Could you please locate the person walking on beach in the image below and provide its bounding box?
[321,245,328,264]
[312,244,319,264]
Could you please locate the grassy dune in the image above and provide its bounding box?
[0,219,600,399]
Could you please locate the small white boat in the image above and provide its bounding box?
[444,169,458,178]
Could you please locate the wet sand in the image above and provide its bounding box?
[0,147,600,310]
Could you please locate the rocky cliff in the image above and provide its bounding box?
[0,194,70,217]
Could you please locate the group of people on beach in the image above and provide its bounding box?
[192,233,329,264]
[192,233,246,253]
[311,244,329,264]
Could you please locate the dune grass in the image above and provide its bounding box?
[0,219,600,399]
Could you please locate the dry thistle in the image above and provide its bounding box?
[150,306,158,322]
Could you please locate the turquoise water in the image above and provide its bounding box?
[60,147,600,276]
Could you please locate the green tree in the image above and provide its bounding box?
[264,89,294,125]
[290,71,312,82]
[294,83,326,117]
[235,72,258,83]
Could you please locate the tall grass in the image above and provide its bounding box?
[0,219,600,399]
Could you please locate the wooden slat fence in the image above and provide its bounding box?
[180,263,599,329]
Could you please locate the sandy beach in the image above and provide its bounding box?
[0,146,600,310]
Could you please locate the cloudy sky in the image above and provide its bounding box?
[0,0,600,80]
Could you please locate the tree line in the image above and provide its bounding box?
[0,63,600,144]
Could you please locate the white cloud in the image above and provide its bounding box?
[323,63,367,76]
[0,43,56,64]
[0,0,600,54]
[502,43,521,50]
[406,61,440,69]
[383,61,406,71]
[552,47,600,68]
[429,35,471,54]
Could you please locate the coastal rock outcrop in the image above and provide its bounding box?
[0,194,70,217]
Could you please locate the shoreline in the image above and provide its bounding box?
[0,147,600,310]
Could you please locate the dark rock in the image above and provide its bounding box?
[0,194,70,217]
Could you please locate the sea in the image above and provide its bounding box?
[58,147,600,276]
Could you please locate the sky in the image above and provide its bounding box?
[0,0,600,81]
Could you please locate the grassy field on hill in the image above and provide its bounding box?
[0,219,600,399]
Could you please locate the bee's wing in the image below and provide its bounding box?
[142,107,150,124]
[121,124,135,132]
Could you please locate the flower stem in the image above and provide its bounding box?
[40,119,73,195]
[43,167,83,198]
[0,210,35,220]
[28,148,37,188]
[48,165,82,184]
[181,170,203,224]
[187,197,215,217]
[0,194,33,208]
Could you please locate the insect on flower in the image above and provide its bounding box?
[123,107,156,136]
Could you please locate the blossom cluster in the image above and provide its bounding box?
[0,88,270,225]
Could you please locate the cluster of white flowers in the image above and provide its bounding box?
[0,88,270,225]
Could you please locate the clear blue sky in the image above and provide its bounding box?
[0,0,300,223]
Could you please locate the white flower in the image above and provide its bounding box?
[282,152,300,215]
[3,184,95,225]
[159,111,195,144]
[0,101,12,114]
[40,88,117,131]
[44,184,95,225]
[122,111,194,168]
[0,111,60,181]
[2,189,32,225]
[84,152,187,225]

YOUR OBJECTIVE | Output everything in the records from the line containing "Could you please locate the white cloud" down to the line containing "[429,35,471,54]", both included, as a numbered list without blank lines.

ANSWER FOR THIS EXERCISE |
1. Could you please locate the white cloud in the image above and provide its bounding box?
2. [323,63,367,76]
3. [0,43,56,64]
4. [0,0,600,54]
5. [502,43,521,50]
6. [406,61,440,69]
7. [383,61,406,71]
8. [552,47,600,68]
9. [429,35,471,54]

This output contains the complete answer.